_Selected extract_
··········

# 🧠 GPT now understands my repo like a senior dev – here's how

This notebook is an end-to-end reproduction and reinterpretation of the **CodeRAG** framework (see [paper](https://arxiv.org/pdf/2504.10046)), adapted to run locally on your own codebase.

We want to give GPT (or any LLM) the ability to:
- Parse and **understand your entire repo**
- Retrieve and reason over related code
- Answer questions like a senior developer would — with **zero fine-tuning**

---

## 🎯 Goal of this experiment

Our objective is to build a **code-aware assistant** using a combination of:

- 🔍 **Tree-sitter** to parse and structure the codebase
- 🧠 **LLMs** to describe each function or class (aka "requirements")
- 🕸️ **Code graphs** to represent dependencies (calls, imports, etc)

··········

_What to do_
Extract the entire notebook introduction above about reproducing the CodeRAG framework, copying it verbatim with its original formatting.

_Given information_
··········

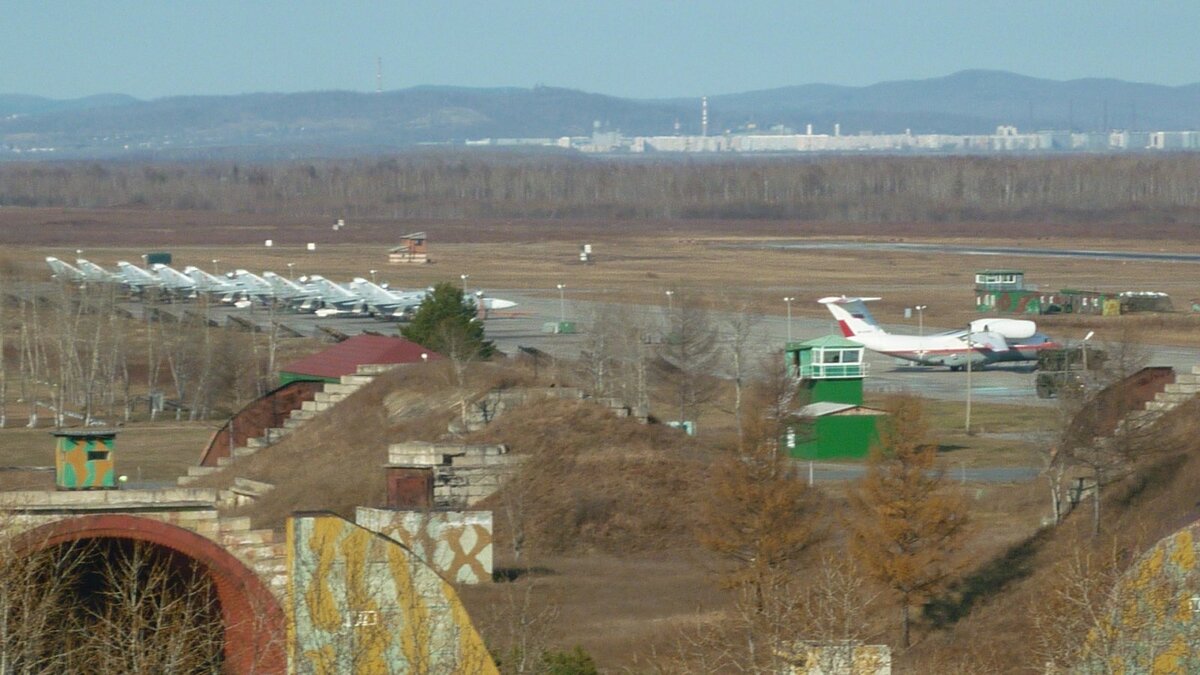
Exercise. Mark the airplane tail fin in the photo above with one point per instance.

··········

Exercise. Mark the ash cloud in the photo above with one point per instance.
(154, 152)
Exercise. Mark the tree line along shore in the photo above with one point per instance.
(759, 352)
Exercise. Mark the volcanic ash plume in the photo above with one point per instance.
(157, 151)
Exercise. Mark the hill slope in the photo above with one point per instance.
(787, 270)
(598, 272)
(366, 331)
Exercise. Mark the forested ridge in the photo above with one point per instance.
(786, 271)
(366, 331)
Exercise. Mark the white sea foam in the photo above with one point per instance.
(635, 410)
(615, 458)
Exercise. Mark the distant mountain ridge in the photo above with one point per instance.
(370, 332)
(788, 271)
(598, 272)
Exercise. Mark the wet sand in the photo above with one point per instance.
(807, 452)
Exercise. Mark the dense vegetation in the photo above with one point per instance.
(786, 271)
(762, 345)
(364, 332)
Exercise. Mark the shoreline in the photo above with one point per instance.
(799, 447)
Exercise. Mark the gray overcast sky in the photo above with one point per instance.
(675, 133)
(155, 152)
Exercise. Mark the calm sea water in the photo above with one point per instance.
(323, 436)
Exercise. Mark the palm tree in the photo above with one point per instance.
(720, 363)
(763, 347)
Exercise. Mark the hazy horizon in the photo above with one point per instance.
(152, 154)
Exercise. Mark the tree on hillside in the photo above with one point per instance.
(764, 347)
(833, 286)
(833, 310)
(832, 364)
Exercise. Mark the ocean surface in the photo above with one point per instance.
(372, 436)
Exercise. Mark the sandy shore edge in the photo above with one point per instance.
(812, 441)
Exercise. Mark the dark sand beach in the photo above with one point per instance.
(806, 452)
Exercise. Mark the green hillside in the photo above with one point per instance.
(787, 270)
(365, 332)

··········

_Reply to the exercise_
# 🧠 GPT now understands my repo like a senior dev – here's how

This notebook is an end-to-end reproduction and reinterpretation of the **CodeRAG** framework (see [paper](https://arxiv.org/pdf/2504.10046)), adapted to run locally on your own codebase.

We want to give GPT (or any LLM) the ability to:
- Parse and **understand your entire repo**
- Retrieve and reason over related code
- Answer questions like a senior developer would — with **zero fine-tuning**

---

## 🎯 Goal of this experiment

Our objective is to build a **code-aware assistant** using a combination of:

- 🔍 **Tree-sitter** to parse and structure the codebase
- 🧠 **LLMs** to describe each function or class (aka "requirements")
- 🕸️ **Code graphs** to represent dependencies (calls, imports, etc)